Instruction → Please copy out every line of the data below without changing anything.

Records excerpted from a collection →
______
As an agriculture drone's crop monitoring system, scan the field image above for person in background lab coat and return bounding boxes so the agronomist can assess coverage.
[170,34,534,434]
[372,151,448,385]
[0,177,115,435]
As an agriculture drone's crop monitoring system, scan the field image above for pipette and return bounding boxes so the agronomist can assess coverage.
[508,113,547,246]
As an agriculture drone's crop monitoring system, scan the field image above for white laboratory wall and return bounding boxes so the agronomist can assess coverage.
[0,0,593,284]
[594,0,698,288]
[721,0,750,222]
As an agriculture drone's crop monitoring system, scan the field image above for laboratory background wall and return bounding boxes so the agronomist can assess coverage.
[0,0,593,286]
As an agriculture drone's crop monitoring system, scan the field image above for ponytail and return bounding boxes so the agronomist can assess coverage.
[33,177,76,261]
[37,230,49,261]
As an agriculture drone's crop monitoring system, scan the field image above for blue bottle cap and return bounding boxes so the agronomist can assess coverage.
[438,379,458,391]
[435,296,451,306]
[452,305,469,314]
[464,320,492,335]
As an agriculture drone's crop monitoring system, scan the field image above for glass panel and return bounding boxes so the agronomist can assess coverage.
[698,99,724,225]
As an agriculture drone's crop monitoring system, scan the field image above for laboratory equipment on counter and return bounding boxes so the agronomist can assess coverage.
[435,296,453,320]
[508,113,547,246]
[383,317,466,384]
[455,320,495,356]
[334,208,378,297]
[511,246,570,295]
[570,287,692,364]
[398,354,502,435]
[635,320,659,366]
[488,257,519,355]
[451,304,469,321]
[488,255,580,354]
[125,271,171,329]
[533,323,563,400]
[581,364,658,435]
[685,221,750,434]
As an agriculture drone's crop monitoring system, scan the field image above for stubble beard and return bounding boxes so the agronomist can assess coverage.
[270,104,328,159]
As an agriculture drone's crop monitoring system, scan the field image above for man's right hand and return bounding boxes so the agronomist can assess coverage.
______
Written response →
As an agriculture drone's crop monitoring system, scan the field image above for person in background lab coat and return bounding boxes so the agronomist can assess coverage.
[170,34,534,434]
[372,151,448,385]
[0,177,115,435]
As an agriculture drone's crop monitoring system, scan the field image above for pipette and return bounding boxes so the agronomist can assess coverage.
[508,113,547,246]
As an agriculture drone's crop monitoring system, scan the field image above for white laboratory wall and return bounding boxes so the agronomist can assess coverage.
[0,0,593,284]
[594,0,698,288]
[721,0,750,222]
As an agriculture drone's crop monitoring system, scan the field image above for laboratory background wall and return bounding boxes so the agronomist can assess coverage.
[0,0,593,286]
As an agriculture drone's crop monitoring system, scan the field image above for ponytail and return bounding boxes so the agronomist can assess coverage.
[33,177,76,261]
[37,230,49,261]
As an agriculture drone's crop monitoring system, scan the field image above for blue bottle cap and return bounding boxes so the agronomist can assess coverage.
[438,379,458,391]
[435,296,451,306]
[452,305,469,314]
[464,320,492,335]
As an agriculture drone's crop monitoring system, scan the field image above for glass panel and return bounding boxes so the agronomist can assess coverage.
[698,99,724,225]
As an agriculture drone's crop monitoring system, scan the field image above for laboratory equipment on counter and return bounding boxes so the agronomist can assess coverage.
[435,296,453,320]
[508,113,547,246]
[383,317,466,384]
[455,320,495,356]
[334,208,378,297]
[511,246,570,295]
[570,287,692,364]
[398,354,502,435]
[635,320,659,366]
[488,257,519,355]
[451,304,469,321]
[488,255,580,354]
[125,271,171,329]
[533,323,563,400]
[581,364,658,435]
[685,221,750,434]
As an agriculture drone's crop monitoring system, scan the field image above for stubble beard and return bounding boxes so the agronomist can assess coverage.
[270,104,328,159]
As an agriculture drone's crop monitoring system, scan the field image above for man's right hand and return bounding boxes so the agronomist can assess coverage.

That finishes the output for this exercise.